## Exercise
Which developments does the housing market article below list in the sentences beginning with "First," "Next," "Then," and "Finally"?

Housing Market Going Forward
The last two years are going to go down in the history books. And no, we are not talking about the pandemic, Doge Coin, or any other buzzword of the “pandemic era.” What we are here to talk about is the housing market. The housing market since the early days of the pandemic has been confusing, hard to follow, and historical.
First, we saw a flock to housing after the Fed cut rates. Next, we saw a severe lack of housing compared to record high demand. Then, we saw inventory hit record lows at the same time home prices hit record highs and mortgage rates remained at unprecedent low levels. Finally, we saw a historic increase in mortgage rates to start 2022. This volatility is usually reserved for more liquid assets, such as stocks. However, we are here to try to navigate this housing market to the best of our (and many industry experts) ability. Here is a look at the housing market going forward.
Housing Market Shift
As we see this shift away from easy monetary policies, we should see a shift in the real estate market. While real estate is typically a slow-to-react industry, this year has been an anomaly. Mortgage rates shot up from sub-3% to over 6% at the highs this year. That level and velocity of increase in mortgage rates has never been seen before. This is huge for those buyers who could qualify at 3% rates, but not at 5 or 6%. As home prices also seemed to skyrocket (breaking year-over-year records and increasing over 21% from June to June), buyers were squeezed. This trend will likely continue, but at a slow pace (hopefully).
Like we mentioned above, home prices are rising. In fact, they are still projected to increase this year by at least 10%. This is largely due to the supply and demand dynamic in the market we are seeing. As buying conditions subside, the buyer’s market we have seen could vanish quickly. Homes are starting to sit on the market longer, appraisals come in short, and contingencies are starting to look smart (as the always were, regardless of the market). With home prices forecast to climb by an average of 10.3%, we can still see some upper headroom for home prices. Also, it is important to note, not a single analyst is predicting a home price drop in the next 12 or 18 months.

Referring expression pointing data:
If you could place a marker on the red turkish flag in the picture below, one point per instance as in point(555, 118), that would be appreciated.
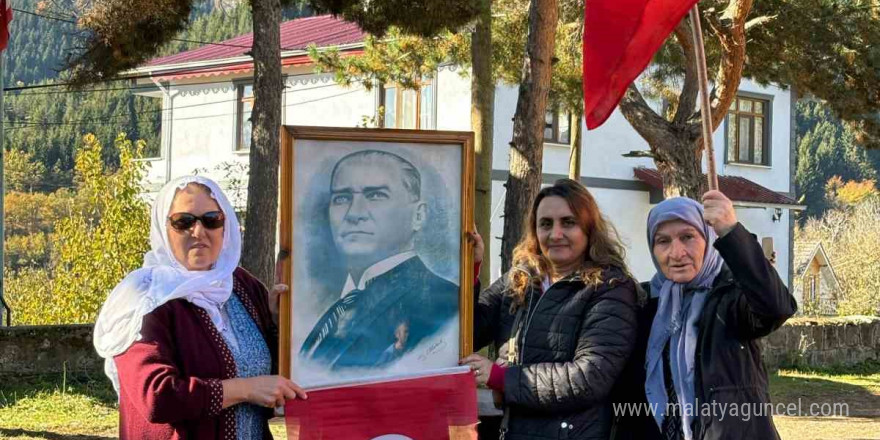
point(5, 18)
point(424, 408)
point(620, 38)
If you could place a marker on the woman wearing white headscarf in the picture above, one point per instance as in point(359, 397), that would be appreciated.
point(189, 340)
point(697, 366)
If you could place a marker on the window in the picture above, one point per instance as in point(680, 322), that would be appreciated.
point(244, 107)
point(557, 127)
point(748, 131)
point(413, 109)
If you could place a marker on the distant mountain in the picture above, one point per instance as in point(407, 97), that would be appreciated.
point(50, 122)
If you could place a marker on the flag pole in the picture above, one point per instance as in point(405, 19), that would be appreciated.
point(705, 104)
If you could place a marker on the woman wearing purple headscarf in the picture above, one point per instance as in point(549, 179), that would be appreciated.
point(697, 366)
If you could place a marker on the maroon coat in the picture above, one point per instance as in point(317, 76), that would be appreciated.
point(170, 380)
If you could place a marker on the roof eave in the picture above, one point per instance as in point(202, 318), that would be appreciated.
point(748, 204)
point(220, 62)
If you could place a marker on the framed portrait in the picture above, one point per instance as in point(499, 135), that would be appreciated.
point(380, 270)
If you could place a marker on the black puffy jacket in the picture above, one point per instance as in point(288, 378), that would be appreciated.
point(748, 301)
point(572, 344)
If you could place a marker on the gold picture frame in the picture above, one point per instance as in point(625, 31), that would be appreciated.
point(319, 141)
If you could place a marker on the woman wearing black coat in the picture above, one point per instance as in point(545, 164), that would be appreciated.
point(697, 367)
point(564, 321)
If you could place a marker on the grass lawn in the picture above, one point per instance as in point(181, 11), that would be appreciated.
point(85, 409)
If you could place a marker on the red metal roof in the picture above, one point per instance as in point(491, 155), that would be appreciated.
point(323, 31)
point(736, 188)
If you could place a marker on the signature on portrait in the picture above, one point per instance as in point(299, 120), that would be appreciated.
point(434, 348)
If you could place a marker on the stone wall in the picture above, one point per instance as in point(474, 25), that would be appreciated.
point(28, 350)
point(823, 342)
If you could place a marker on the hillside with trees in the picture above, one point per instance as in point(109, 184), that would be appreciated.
point(66, 150)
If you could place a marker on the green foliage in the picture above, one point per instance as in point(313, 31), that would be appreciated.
point(98, 247)
point(397, 58)
point(827, 148)
point(20, 171)
point(402, 58)
point(851, 237)
point(100, 234)
point(46, 124)
point(509, 31)
point(842, 194)
point(29, 294)
point(829, 49)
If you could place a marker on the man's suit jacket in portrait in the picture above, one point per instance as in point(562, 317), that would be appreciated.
point(360, 330)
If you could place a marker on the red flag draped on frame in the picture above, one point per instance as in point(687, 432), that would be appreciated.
point(425, 408)
point(5, 18)
point(620, 38)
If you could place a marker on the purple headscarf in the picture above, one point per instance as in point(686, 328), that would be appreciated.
point(678, 313)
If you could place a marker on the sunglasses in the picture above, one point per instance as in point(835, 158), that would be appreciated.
point(183, 221)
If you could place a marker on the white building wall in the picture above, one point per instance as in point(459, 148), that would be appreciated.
point(203, 132)
point(453, 99)
point(777, 175)
point(315, 99)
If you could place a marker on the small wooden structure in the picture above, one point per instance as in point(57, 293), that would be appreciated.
point(816, 287)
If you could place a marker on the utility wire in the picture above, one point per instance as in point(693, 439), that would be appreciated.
point(108, 120)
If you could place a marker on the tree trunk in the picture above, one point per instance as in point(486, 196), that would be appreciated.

## Your solution
- A flock to housing after the Fed cut rates
- A severe lack of housing compared to record high demand
- Inventory hitting record lows at the same time home prices hit record highs and mortgage rates remained at unprecedented low levels
- A historic increase in mortgage rates to start 2022